[Rows from an object pointing dataset]

start

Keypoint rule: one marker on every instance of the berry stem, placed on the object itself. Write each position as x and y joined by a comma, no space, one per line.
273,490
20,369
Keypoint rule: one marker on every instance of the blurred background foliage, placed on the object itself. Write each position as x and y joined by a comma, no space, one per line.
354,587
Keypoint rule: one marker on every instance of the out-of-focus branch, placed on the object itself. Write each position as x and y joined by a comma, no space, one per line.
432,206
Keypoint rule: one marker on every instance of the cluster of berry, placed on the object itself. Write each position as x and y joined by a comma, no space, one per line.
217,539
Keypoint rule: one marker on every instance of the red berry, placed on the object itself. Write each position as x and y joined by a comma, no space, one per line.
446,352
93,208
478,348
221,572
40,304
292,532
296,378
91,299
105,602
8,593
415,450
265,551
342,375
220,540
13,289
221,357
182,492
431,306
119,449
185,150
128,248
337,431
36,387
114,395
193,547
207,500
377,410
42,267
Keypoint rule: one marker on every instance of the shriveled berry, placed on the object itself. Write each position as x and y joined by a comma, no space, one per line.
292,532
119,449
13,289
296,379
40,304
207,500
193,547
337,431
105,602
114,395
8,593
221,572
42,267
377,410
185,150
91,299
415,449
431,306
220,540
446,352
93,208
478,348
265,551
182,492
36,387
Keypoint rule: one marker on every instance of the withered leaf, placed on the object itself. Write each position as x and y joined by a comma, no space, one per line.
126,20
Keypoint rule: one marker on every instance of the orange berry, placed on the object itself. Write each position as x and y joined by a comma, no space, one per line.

end

__What the task asks__:
Could you reproduce all of the material above word for word, from the first line to the last?

__Answer to this problem__:
Keypoint rule: one marker on every instance of the berry stem, placed on the object itself. Write each position as x and y joined by a comma, no space, one per line.
273,490
20,369
Keypoint rule: one marker on every instance of the blurred background foliage, placed on the object itself. Write each position as x and y joined by a comma, no space, one per line.
354,587
Keypoint rule: one marker on every instance of the out-of-focus branch, placed on the object itself. Write each position as x and y joined by a comma, no space, one per line.
432,206
Keypoint rule: one marker on every instance of the cluster of berry, placed on the object itself. Write each position as x and y joined by a comma, no space, one per line.
217,539
Keypoint rule: one marker on every instance of the red berry, placed on the object itself. Write each position as x and y joined by a comma, no space, one per line.
446,352
93,208
478,348
221,572
40,304
292,532
296,378
91,299
105,602
8,593
415,450
265,551
342,375
220,540
13,289
221,357
182,492
431,306
119,449
185,150
128,248
337,431
36,387
114,395
193,547
207,500
377,410
42,267
Keypoint rule: one marker on every instance of the shriveled berry, placed on the object itself. Write each position as x and y joined by a comma, no space, one per line.
292,532
119,449
13,289
296,379
40,304
207,500
193,547
337,431
105,602
114,395
8,593
221,572
42,267
377,410
185,150
91,299
415,449
431,306
220,540
446,352
93,208
478,348
265,551
182,492
36,387
Keypoint rule: one marker on every instance of the withered leaf, placed on the object itself. Write each position as x and y joined by a comma, no space, one per line.
126,20
Keypoint rule: one marker on every instance of the orange berry, placed on the object itself. Write each position as x and y joined by a comma, no space, one per line.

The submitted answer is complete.